• Short exercise:
Write out the items below, word for word, from the line containing "Objective — one dot per instance of the broken" down to the end of the items.

• Exercise input:
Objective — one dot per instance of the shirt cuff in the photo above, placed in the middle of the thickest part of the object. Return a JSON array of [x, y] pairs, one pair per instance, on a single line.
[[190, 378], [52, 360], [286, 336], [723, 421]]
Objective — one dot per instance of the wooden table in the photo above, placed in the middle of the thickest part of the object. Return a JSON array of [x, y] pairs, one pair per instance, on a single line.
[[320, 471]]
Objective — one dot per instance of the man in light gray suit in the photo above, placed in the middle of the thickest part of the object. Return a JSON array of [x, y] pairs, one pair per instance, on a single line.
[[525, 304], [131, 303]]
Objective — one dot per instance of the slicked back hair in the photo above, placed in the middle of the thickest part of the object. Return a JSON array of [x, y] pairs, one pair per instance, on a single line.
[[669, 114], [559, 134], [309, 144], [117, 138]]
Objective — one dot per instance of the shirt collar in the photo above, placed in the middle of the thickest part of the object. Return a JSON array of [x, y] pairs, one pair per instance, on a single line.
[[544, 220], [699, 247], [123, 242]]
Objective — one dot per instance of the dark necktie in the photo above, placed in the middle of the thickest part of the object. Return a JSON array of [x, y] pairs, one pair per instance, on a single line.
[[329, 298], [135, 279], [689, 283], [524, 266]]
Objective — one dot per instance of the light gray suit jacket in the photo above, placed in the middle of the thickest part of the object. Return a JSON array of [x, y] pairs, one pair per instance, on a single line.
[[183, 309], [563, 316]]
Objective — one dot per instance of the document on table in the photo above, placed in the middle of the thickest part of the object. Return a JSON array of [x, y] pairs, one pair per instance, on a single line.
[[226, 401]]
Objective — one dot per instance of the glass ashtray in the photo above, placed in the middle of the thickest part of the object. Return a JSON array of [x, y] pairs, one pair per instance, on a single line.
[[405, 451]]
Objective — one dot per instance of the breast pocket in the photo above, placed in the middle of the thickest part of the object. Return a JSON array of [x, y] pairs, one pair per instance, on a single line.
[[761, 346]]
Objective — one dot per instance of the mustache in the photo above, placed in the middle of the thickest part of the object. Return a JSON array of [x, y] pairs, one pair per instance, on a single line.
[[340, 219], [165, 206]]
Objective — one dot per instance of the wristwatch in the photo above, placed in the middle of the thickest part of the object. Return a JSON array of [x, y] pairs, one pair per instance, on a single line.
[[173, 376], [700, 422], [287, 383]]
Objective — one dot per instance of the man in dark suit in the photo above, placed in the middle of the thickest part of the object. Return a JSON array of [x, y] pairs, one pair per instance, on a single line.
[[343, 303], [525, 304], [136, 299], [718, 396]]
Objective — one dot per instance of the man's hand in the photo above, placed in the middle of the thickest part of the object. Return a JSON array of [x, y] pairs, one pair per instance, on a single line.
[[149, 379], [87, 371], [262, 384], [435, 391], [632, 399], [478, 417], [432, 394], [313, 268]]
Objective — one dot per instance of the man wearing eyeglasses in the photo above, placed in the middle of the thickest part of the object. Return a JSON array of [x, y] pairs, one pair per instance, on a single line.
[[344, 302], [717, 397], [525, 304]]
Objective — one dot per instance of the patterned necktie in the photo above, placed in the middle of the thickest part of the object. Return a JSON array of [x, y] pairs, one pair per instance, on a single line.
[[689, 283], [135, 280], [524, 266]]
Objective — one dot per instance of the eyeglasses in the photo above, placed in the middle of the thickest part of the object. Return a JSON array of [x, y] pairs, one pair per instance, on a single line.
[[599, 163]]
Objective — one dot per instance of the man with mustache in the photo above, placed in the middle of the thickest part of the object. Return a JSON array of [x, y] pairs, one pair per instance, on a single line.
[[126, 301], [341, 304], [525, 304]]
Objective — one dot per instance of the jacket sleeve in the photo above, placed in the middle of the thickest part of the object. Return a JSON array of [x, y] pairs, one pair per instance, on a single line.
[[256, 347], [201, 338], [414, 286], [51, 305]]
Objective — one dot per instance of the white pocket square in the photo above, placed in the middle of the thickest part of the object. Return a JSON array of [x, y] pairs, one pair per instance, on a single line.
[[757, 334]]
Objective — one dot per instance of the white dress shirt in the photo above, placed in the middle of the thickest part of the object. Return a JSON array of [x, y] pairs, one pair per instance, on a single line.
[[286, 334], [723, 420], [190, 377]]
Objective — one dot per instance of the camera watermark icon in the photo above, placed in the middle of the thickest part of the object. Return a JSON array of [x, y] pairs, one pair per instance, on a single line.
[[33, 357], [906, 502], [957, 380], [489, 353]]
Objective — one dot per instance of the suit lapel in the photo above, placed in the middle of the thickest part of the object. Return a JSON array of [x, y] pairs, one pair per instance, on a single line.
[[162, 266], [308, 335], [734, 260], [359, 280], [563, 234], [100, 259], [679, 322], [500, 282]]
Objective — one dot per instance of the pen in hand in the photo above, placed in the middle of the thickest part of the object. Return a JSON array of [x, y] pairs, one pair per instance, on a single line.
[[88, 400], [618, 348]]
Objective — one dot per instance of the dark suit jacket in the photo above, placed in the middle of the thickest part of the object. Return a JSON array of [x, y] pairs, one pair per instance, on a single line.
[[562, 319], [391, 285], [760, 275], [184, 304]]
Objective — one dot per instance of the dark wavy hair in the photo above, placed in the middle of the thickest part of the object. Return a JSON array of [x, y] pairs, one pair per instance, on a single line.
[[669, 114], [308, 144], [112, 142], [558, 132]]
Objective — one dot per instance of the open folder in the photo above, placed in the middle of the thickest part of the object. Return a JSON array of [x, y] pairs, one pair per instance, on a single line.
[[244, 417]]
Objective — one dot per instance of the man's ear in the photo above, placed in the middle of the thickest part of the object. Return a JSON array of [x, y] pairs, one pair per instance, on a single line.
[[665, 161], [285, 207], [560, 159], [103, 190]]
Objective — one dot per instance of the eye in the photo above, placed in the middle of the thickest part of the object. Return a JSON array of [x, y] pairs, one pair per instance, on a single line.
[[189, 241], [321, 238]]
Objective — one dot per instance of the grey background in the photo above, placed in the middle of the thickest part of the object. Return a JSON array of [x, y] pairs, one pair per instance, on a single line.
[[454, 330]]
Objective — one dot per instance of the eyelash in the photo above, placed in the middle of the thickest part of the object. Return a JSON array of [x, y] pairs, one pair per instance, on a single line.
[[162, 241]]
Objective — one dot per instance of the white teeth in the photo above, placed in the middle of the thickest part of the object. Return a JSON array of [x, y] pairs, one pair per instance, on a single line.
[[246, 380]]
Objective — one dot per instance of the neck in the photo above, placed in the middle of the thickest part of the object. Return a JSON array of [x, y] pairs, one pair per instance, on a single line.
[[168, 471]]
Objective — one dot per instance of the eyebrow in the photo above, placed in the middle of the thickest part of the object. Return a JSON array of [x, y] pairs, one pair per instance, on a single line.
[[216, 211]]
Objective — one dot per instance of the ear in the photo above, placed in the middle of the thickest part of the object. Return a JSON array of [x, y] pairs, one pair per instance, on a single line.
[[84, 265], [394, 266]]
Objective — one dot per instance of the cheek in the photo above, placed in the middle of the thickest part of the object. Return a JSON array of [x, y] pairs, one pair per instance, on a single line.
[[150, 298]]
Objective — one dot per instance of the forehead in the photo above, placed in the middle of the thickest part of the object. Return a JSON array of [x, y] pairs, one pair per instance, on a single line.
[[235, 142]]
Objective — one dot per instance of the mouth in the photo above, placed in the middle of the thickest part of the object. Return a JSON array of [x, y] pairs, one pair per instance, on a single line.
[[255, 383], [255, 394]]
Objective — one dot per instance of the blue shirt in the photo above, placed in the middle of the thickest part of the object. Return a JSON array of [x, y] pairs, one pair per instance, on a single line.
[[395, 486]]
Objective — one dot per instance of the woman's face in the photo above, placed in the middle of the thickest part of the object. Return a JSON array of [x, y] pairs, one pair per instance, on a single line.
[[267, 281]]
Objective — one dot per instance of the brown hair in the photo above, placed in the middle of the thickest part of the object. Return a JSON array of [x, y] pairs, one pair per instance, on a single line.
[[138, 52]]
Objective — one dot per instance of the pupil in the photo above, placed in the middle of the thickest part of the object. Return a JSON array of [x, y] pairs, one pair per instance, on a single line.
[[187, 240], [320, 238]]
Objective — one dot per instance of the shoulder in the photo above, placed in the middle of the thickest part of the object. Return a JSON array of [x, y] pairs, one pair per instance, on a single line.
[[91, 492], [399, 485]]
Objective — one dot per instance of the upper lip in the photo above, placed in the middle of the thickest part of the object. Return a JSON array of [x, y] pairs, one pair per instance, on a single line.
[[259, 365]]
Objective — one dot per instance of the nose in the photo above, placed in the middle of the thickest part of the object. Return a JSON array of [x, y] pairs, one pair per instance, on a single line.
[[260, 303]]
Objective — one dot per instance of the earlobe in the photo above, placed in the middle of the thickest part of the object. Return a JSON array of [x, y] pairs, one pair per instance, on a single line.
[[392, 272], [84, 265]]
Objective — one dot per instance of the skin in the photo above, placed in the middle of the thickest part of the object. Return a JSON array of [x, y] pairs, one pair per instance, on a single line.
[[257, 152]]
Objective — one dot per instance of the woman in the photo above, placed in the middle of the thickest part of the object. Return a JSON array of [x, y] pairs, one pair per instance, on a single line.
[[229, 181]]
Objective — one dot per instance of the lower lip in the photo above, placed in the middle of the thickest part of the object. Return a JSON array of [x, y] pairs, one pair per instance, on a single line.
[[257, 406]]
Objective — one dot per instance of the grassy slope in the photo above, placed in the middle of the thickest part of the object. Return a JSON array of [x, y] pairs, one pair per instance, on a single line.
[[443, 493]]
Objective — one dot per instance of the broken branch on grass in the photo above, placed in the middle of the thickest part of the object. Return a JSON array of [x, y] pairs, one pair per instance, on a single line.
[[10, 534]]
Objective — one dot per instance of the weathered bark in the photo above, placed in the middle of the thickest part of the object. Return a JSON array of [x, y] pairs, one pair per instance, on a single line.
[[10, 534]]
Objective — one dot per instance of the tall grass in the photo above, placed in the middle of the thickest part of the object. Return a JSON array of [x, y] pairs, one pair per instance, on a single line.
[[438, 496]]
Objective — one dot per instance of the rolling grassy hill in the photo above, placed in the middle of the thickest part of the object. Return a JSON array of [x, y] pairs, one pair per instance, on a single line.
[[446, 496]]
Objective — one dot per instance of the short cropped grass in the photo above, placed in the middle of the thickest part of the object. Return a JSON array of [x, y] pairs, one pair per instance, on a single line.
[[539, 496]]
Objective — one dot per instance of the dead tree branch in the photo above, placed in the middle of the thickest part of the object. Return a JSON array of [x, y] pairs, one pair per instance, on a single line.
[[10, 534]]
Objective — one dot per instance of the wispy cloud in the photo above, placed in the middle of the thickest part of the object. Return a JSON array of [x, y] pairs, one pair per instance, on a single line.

• Result:
Objective — one dot per instance of the broken branch on grass in the photo above, placed in the middle of the thickest part of the object. Return a JSON array of [x, y] pairs, one pair per instance, on a single line.
[[10, 534]]
Objective — one dot per instance of the weathered bark in the photo above, placed in the middle of the thickest part of the object. Return a JSON array of [x, y] pairs, one pair per instance, on a single line.
[[10, 534]]
Objective — one dot per instance of the tall grass in the photo above, placed in the middle of the thickest part of the object. Return a JSON array of [x, y] pairs, one pair per instance, on a single line.
[[438, 496]]
Objective — one dot per instance of the rolling grassy hill in the photo above, placed in the middle of the thickest part of the object. Return a JSON array of [x, y] pairs, one pair per instance, on a single line.
[[446, 496]]
Objective — one dot per instance of the short cropped grass in the photo above, placed in the middle of the thickest part of the object. Return a JSON array of [x, y] pairs, one pair per instance, on a single line.
[[539, 496]]
Objective — one dot per instance of the dead tree branch in the photo above, placed in the middle of the thickest part of the object. Return a JSON array of [x, y] pairs, one pair per instance, on a single line.
[[10, 534]]
Objective — one dot per instance of the wispy cloud in the photo above, placed in the middle of the thickest part of the object. Return a JSON array of [x, y] pairs, one pair per instance, on a single line.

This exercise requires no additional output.